** Opening Excerpted data block **
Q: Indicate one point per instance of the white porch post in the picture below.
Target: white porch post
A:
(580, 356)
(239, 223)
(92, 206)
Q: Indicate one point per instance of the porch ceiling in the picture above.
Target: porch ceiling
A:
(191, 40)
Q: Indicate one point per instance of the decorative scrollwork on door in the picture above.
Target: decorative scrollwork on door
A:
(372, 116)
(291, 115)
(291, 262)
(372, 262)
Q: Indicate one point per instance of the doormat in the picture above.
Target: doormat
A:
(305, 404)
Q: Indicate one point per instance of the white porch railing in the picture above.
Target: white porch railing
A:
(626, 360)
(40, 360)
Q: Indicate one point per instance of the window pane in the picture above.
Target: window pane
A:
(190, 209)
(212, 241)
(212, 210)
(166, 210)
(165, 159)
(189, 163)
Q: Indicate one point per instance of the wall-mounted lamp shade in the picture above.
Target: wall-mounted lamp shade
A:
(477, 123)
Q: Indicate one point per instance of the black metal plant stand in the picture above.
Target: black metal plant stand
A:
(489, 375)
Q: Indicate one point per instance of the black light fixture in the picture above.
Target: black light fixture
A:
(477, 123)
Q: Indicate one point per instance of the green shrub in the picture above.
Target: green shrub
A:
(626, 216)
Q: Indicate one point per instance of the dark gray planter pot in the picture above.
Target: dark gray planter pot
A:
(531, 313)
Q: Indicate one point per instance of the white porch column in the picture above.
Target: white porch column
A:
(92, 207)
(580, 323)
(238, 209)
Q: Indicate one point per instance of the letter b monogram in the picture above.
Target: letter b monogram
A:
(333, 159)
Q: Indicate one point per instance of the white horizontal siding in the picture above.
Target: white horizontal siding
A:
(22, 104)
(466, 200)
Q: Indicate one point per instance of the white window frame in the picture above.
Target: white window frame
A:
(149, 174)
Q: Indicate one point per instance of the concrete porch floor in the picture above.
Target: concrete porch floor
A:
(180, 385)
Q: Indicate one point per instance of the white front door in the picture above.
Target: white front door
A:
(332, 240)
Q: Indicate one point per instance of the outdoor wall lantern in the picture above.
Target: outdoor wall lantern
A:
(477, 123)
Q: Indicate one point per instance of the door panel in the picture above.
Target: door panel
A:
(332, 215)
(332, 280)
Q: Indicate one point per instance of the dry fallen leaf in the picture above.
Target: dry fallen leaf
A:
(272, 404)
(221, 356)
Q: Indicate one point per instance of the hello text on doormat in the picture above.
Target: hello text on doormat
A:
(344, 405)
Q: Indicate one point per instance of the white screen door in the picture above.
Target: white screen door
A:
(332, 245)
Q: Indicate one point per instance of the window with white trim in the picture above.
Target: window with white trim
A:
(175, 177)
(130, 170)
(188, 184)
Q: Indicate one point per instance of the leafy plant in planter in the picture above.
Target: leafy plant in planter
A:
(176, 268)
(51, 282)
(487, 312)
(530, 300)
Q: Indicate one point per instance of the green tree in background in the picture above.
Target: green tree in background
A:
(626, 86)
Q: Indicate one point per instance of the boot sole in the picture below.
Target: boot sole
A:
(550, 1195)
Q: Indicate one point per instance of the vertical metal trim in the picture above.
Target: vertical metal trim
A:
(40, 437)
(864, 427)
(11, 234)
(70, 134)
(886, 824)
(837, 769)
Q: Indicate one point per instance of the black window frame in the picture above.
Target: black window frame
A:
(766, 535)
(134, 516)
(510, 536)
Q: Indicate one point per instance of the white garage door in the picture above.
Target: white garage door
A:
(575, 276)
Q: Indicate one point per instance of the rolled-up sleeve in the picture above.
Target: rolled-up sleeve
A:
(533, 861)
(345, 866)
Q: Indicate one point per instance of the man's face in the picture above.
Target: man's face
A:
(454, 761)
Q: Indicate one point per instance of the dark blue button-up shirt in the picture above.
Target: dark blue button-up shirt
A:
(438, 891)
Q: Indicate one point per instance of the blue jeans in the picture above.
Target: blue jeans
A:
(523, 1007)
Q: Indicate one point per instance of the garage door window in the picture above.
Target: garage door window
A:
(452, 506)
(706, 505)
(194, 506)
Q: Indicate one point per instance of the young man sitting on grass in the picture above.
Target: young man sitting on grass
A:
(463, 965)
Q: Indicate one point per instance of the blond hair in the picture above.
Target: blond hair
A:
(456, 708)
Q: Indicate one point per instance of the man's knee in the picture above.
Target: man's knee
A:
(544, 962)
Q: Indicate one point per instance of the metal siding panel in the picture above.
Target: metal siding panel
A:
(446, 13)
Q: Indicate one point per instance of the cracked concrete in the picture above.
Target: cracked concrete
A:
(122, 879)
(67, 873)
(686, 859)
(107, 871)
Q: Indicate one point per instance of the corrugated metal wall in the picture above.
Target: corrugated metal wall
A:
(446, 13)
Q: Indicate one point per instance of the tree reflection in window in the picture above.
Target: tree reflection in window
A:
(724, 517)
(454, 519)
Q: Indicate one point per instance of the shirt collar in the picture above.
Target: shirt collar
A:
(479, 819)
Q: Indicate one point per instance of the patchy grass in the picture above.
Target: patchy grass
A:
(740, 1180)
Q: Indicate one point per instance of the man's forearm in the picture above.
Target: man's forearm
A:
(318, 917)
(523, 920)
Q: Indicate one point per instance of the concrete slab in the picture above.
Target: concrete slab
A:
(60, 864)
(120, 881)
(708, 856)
** Closing Excerpted data block **
## Activity
Return the records above verbatim, in their entirety.

## Result for this exercise
Q: Indicate one point per instance of the white porch post in the picture below.
Target: white porch post
A:
(580, 356)
(239, 223)
(92, 206)
Q: Indicate one point per instance of the porch ceiling in the picture above.
Target: porch ceiling
A:
(191, 40)
Q: Indicate one point per instance of the decorative scrollwork on door in the picture above.
Target: decorative scrollwork on door
A:
(372, 116)
(291, 115)
(291, 262)
(372, 262)
Q: Indicate one point per instance of the doormat in the picture above.
Target: doormat
A:
(305, 404)
Q: Indicate one point per instance of the white porch railing in the picture above.
Target: white porch railing
A:
(626, 360)
(40, 360)
Q: Indicate one point per instance of the window pane in the picture above.
Target: window pane
A:
(190, 209)
(212, 241)
(212, 210)
(166, 210)
(165, 159)
(189, 163)
Q: Indicate one point per instance of the wall-mounted lamp shade in the picture above.
Target: wall-mounted lamp shade
A:
(477, 123)
Q: Indicate one point per instance of the black metal plant stand in the picture above.
Target: black metal plant stand
A:
(489, 375)
Q: Indicate one point per instance of the black light fixture in the picture above.
Target: black light fixture
A:
(477, 123)
Q: Indicate one point per instance of the green shrub in the picture above.
Target: green shrub
A:
(626, 216)
Q: Indicate one point per instance of the dark gray planter pot in the picture above.
Target: dark gray planter pot
A:
(531, 313)
Q: Indicate one point per instance of the white porch column in the picture above.
Target: white porch column
A:
(92, 207)
(580, 323)
(238, 209)
Q: Indicate one point per instance of the letter b monogram in the picture above.
Target: letter b monogram
A:
(333, 159)
Q: Indicate one point per instance of the white horizontal siding in the picture above.
Target: white horizontal siding
A:
(22, 104)
(466, 200)
Q: Indicate one point per instance of the white window frame in the picture above.
Target: white window frame
A:
(149, 174)
Q: Indicate one point per instance of the concrete porch floor in the picture above.
Target: concrete porch floor
A:
(180, 385)
Q: Indicate one point per instance of the white front door in the picture above.
Target: white front door
A:
(332, 240)
Q: Indicate one point per instance of the outdoor wall lantern in the picture above.
Target: outdoor wall lantern
A:
(477, 123)
Q: Indicate one point per instance of the door panel in the picture above.
Target: door panel
A:
(332, 215)
(332, 280)
Q: Indicate one point per instance of the dry fallen leaf in the picture above.
Target: dry fallen leaf
A:
(272, 404)
(221, 356)
Q: Indicate one point per instance of the hello text on doormat in the picture above.
Target: hello text on doormat
A:
(344, 405)
Q: Indicate one point per instance of the white screen door in the picture above.
Target: white screen door
A:
(332, 245)
Q: Indicate one point per instance of the window with white trim in the picture above.
Target: window with white trim
A:
(175, 177)
(130, 170)
(188, 184)
Q: Indicate one point per instance of the leafy plant in planter in the picture above.
Target: leafy plant in planter
A:
(176, 268)
(51, 282)
(487, 312)
(530, 300)
Q: Indicate one point per instance of the green tree in background in the picture above.
Target: green tree in background
A:
(626, 86)
Q: Indicate one point per instance of the boot sole in the picture below.
Target: boot sole
A:
(550, 1195)
Q: Indicate one point per instance of the vertical metal trim in the picture above.
Target: vertical metal trim
A:
(40, 437)
(864, 427)
(11, 234)
(70, 134)
(886, 824)
(837, 769)
Q: Indicate one point per instance of the black window frame in the picture above.
Target: black window frame
A:
(766, 535)
(134, 516)
(510, 536)
Q: Indicate one point per instance of the white garage door in the picture above.
Target: white garage door
A:
(575, 276)
Q: Indicate one point per instance of the rolled-up sleeve in the picture above.
Target: rolled-up sleeve
A:
(533, 861)
(345, 866)
Q: Indicate one point per instance of the man's face in the picture above.
Target: man's face
A:
(454, 761)
Q: Indicate one point per instance of the dark blue button-up shirt in the picture above.
Target: dark blue button-up shirt
A:
(438, 891)
Q: Indicate one point per instance of the blue jeans in the picture above.
Target: blue jeans
A:
(523, 1007)
Q: Indicate one point per instance of the garage door window in the picture above.
Target: garage door window
A:
(452, 506)
(706, 505)
(194, 506)
Q: Indicate one point per instance of the young man sitting on grass in the picture above.
Target: young man sitting on grass
A:
(463, 965)
Q: Indicate one point per instance of the blond hair in the picture above.
Target: blond hair
A:
(456, 708)
Q: Indicate one point per instance of the man's knee in the picture above.
Target: man's knee
A:
(544, 962)
Q: Indicate one point per instance of the metal siding panel in the picture above.
Target: metal siding panel
A:
(446, 13)
Q: Indicate one point per instance of the cracked concrete in the picture above.
Target: cracked concrete
A:
(122, 879)
(67, 873)
(686, 859)
(107, 871)
Q: Indicate one point per instance of the corrugated metal wall in the picture above.
Target: corrugated metal wall
A:
(446, 13)
Q: Indicate one point per instance of the tree reflection in window in the picture above.
Target: tree reflection in window
A:
(724, 517)
(454, 519)
Q: Indicate one point per instance of the shirt collar in the picture above.
Target: shirt collar
A:
(479, 819)
Q: Indicate one point per instance of the patchy grass in the picture above.
Target: patchy grass
A:
(740, 1180)
Q: Indicate one point per instance of the man's forearm in the picture above.
Target: man's forearm
A:
(318, 917)
(523, 920)
Q: Indicate one point per instance of the concrete slab in the picture above.
Target: concrete slab
A:
(60, 864)
(120, 881)
(708, 856)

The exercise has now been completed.